Material:
......
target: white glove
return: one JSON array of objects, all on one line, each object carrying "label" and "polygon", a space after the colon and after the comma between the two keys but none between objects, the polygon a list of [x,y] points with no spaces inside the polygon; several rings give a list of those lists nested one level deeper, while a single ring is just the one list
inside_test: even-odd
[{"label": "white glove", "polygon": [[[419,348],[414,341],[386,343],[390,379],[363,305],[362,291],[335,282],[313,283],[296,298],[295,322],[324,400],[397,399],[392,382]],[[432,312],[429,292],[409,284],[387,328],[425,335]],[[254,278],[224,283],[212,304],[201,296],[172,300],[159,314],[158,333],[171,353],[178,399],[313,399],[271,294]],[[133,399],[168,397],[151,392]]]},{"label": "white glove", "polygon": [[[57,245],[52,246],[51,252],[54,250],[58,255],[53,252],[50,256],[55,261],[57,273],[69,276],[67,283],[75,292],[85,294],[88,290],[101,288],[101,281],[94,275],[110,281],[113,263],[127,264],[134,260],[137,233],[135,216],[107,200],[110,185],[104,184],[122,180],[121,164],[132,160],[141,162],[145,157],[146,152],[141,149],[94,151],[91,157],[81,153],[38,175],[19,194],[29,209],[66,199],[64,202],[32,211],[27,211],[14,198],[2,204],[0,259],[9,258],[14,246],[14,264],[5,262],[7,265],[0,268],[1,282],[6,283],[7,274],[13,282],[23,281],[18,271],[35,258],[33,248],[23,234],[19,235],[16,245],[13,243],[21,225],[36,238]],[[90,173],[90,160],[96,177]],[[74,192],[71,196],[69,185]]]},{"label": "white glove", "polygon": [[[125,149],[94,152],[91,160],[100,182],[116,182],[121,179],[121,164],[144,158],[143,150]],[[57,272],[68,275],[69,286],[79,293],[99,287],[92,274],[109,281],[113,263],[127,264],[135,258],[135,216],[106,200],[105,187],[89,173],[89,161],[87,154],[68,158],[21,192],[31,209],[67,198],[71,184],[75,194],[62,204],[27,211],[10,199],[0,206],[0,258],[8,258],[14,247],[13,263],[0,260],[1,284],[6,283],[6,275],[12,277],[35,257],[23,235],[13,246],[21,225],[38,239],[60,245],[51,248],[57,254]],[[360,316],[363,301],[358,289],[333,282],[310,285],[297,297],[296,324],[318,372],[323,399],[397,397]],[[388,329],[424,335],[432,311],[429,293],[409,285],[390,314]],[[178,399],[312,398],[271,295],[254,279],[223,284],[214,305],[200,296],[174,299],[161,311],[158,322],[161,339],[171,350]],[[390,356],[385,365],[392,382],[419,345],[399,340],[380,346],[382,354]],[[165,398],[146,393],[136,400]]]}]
......
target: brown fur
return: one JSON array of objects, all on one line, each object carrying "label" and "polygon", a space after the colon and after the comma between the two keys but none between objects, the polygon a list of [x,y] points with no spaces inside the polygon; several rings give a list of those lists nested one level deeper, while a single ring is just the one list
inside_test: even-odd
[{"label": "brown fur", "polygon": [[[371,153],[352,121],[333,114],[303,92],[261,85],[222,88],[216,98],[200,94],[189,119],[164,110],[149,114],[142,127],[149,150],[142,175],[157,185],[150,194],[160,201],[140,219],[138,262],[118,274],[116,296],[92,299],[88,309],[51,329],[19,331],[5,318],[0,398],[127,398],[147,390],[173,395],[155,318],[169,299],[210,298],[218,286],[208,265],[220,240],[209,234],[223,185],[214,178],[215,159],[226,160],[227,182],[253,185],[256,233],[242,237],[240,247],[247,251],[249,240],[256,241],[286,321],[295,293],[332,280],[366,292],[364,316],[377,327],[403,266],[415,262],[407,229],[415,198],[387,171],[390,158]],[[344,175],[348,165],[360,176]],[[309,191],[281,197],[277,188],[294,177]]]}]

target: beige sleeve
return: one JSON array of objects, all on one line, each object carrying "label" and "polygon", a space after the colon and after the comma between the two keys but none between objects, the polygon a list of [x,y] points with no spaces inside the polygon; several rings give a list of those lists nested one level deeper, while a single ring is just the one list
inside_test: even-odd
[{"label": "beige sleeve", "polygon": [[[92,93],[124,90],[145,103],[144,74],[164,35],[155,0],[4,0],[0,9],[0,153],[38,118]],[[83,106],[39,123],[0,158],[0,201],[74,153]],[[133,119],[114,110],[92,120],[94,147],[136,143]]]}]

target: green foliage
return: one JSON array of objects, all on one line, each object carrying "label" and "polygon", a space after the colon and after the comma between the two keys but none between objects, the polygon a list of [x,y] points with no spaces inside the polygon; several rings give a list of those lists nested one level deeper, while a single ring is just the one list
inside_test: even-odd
......
Find every line in the rows above that contains the string "target" and copy each one out. Case counts.

target: white glove
target: brown fur
target: beige sleeve
target: green foliage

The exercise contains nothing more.